#### PROBLEM DETAILS:
The range starts at the line containing "Query: referee" and ends at the last line of the records below. Reproduce those lines exactly.

Extracted data entries
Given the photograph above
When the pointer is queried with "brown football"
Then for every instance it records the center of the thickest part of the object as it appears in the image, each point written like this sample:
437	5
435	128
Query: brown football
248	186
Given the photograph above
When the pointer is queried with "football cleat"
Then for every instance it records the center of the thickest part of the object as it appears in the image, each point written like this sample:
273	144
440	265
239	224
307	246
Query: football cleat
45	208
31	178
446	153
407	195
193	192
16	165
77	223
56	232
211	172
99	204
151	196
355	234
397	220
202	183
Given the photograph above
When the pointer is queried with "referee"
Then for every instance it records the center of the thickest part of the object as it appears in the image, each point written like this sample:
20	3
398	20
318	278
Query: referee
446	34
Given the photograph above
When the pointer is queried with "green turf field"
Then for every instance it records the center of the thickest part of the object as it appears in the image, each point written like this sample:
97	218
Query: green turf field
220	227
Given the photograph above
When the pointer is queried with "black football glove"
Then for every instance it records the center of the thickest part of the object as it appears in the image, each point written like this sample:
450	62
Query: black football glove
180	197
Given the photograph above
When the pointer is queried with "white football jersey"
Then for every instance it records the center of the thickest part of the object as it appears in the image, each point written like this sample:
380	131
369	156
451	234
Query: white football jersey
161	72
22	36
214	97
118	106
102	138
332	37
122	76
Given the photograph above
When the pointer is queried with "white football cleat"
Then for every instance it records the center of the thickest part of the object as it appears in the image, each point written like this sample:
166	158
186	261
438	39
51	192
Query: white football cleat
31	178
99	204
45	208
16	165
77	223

#### REPLY:
Query: referee
446	34
Given the photograph above
When the pointer is queried with "green turf field"
Then for every instance it records the center of the thickest part of the object as it appears in the image, each point written like this sample:
97	218
Query: green turf field
220	227
Given the photograph above
When the pointer is queried with "black football glove"
Then for every instance it records the center of the thickest part of the object as it appears in the image, each point written like this sample:
450	62
Query: black football glove
180	197
Given the photograph above
When the pointer is queried with "white football jersey"
Then for every instance it records the center of the thickest part of the object as it appears in the image, each point written like this sample:
380	131
369	156
451	234
Query: white football jersey
161	72
22	36
214	97
118	106
102	138
332	37
122	76
Given the photograph above
When the pointer is queried with "white football cleat"
Then for every instance it records the center of the thickest part of the object as it appears in the image, each point written like this sample:
166	158
186	261
438	39
51	192
Query: white football cleat
31	178
99	204
45	208
16	165
77	223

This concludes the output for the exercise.